Copy out, word for word, the stretch of the records from the line containing "Expected output, for every instance of the riverbank, the" through the end of the records.

-------- Recorded data

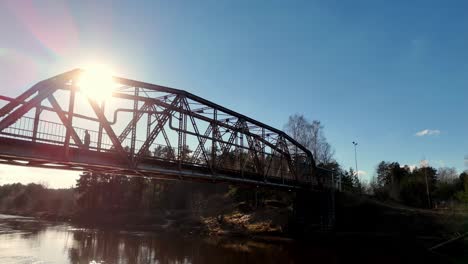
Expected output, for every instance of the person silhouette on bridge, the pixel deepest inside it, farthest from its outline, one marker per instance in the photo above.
(87, 140)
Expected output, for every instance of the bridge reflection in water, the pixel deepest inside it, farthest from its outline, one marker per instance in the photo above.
(151, 131)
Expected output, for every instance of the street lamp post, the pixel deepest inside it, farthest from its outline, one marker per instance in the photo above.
(355, 157)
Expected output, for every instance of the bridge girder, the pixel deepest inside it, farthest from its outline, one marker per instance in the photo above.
(124, 142)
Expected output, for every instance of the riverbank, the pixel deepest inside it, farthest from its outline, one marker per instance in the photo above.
(355, 216)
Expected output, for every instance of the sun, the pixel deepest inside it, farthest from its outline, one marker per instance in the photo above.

----------------

▸ Reply
Expected output, for every instance of the riverbank, the pixel deepest inside it, farthest from its outline, one marker per instance in the photo above.
(355, 216)
Expected output, for every instance of the sun, the pixel deepest inside it, farthest from its outline, one marker per instance in the photo above.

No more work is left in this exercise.